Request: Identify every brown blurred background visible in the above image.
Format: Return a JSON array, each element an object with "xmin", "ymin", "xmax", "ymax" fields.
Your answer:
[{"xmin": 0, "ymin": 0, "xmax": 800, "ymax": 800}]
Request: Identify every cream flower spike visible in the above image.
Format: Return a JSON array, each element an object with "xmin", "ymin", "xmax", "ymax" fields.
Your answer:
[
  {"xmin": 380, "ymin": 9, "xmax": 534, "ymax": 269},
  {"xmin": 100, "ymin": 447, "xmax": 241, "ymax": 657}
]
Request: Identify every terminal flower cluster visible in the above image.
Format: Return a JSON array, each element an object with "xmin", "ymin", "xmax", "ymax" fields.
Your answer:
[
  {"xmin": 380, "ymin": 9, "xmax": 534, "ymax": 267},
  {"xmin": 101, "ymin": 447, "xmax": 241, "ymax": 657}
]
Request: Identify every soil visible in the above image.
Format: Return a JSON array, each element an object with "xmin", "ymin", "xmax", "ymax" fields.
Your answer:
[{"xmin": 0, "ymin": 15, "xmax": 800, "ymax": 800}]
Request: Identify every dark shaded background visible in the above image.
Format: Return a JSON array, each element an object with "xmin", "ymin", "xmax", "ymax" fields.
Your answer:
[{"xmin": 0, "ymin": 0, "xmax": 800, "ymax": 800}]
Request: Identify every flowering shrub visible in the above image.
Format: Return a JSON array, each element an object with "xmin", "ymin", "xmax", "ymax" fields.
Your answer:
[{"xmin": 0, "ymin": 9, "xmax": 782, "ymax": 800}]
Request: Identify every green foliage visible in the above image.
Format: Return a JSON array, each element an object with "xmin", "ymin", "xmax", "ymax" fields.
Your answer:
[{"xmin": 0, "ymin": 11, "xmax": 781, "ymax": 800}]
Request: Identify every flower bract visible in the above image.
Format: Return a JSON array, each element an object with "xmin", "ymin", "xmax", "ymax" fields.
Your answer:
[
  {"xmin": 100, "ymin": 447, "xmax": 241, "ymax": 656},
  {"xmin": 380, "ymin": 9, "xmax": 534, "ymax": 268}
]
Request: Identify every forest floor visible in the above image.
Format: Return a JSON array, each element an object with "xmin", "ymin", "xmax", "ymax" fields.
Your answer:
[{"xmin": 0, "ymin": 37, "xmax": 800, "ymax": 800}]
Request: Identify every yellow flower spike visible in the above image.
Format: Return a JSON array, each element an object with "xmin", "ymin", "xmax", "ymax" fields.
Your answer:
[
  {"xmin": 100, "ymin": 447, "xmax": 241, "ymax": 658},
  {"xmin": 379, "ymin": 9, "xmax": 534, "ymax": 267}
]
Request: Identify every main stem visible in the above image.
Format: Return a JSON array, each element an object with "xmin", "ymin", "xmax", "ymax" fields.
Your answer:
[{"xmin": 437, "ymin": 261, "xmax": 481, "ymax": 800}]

----------

### STATED EXERCISE
Copy the material from the line containing "Request: Identify every soil" through the end, keeping every line, and add 53 to each bounding-box coordinate in the answers.

### CORRECT RESPONSE
Request: Identify every soil visible in the above image.
Format: Return a JSON array, each element an object with "xmin", "ymin", "xmax", "ymax" fields.
Your answer:
[{"xmin": 53, "ymin": 68, "xmax": 853, "ymax": 853}]
Request: Identify every dark shaded background visible in the above image.
Format: Return a JSON array, each element an object with "xmin", "ymin", "xmax", "ymax" fields.
Your answer:
[{"xmin": 53, "ymin": 53, "xmax": 853, "ymax": 853}]
Request: Identify every flowering shrub visible in the above image.
Format: Return a JSON array, each element an object with "xmin", "ymin", "xmax", "ymax" fields.
Your answer:
[{"xmin": 53, "ymin": 62, "xmax": 835, "ymax": 853}]
Request: Identify every green foliage visible in the above image.
Format: Return a JSON array, each element an object with "xmin", "ymin", "xmax", "ymax" fields.
Your answer:
[{"xmin": 53, "ymin": 64, "xmax": 834, "ymax": 853}]
Request: Identify every flower bract visible in the above image.
Format: Return a JSON array, each element an object with "xmin", "ymin", "xmax", "ymax" fields.
Your answer:
[
  {"xmin": 153, "ymin": 500, "xmax": 294, "ymax": 709},
  {"xmin": 433, "ymin": 62, "xmax": 587, "ymax": 321}
]
Request: Identify every forest floor visible in the above image.
Format: Return a JSON array, each element an object with "xmin", "ymin", "xmax", "ymax" fields.
Your answer:
[{"xmin": 53, "ymin": 90, "xmax": 853, "ymax": 853}]
Request: Identify every yellow flower spike visible in the above image.
Format: Return a JSON array, each element an object with "xmin", "ymin", "xmax", "ymax" fields.
Your answer:
[
  {"xmin": 153, "ymin": 500, "xmax": 294, "ymax": 711},
  {"xmin": 432, "ymin": 62, "xmax": 587, "ymax": 320}
]
Request: Identify every main stem visible in the above image.
Format: Return a JSON array, each element an object with "xmin", "ymin", "xmax", "ymax" fields.
Your answer:
[{"xmin": 490, "ymin": 314, "xmax": 534, "ymax": 853}]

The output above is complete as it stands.